-- Problem details --
All lines from the one that contains "The answer SHOULD provide one point per instance of the gray" through the final line of the entries must be repeated exactly. No other lines belong in the output.
== Supplied entries
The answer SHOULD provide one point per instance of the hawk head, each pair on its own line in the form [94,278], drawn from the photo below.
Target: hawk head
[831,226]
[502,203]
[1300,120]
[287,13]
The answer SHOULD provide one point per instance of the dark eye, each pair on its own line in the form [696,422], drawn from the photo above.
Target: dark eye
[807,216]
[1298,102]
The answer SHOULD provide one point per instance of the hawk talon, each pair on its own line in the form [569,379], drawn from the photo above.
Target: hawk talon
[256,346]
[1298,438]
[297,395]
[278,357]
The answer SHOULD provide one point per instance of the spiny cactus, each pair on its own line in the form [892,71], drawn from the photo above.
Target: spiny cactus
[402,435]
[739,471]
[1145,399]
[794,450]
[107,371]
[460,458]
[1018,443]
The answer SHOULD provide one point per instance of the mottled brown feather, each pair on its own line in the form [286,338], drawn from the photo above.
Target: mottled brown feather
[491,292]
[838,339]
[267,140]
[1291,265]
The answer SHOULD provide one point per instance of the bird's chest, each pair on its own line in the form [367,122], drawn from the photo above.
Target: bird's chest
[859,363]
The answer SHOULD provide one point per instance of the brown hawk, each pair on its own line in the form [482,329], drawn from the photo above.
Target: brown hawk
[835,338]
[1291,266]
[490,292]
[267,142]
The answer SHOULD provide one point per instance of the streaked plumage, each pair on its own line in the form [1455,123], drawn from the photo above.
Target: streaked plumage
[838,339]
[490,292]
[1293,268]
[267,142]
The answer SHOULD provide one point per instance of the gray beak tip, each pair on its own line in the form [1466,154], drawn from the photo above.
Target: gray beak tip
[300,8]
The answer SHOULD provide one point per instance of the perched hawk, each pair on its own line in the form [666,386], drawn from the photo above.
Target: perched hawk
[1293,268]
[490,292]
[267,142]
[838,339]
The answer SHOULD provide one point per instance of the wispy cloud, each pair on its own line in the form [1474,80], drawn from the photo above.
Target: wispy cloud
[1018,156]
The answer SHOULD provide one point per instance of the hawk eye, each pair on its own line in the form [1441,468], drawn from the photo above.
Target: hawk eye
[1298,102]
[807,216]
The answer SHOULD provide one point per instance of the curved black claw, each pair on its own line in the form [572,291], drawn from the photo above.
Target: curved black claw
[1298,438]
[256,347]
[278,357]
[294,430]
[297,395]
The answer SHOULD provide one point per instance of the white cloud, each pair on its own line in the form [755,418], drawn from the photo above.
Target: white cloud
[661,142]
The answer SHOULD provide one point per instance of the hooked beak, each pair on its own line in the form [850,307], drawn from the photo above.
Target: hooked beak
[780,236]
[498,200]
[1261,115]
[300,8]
====
-- Response area --
The answer SHOULD provide one point per instance of the gray beak tip, each pair on its own line in the form [1466,154], drawn from the photo above.
Target: gray beak tip
[300,8]
The answer SHOULD provide one point per instance of the perched hawk, each pair on its own line in the form [666,386], drawn from the photo above.
Target: perched hawk
[1293,268]
[490,292]
[267,142]
[838,339]
The answer SHOULD provide one point per instance of the wispy cloud, each pair on its own line in the form [1474,80], drawn from the photo above.
Target: wispy cloud
[1018,156]
The answer SHOULD provide one point per instance of the hawk eye, each pair on its own line in the form [1441,468], drawn from the photo above.
Target: hawk eye
[1298,102]
[807,216]
The answer SHOULD provide one point per instance of the curved black claw, each pair on its own line in the form [572,291], drawn from the photo above.
Target: curved black claw
[1298,438]
[256,347]
[278,357]
[294,430]
[297,395]
The answer SHOULD provide one point per instance of the white cloud, each pair on its own line in the form [755,418], drawn from the photo above.
Target: white cloud
[661,142]
The answer SHOULD provide one point per instance of the hooked beak, each pair on its own line in the form [850,307], drawn from the photo above.
Target: hooked beak
[780,236]
[498,200]
[1261,115]
[300,8]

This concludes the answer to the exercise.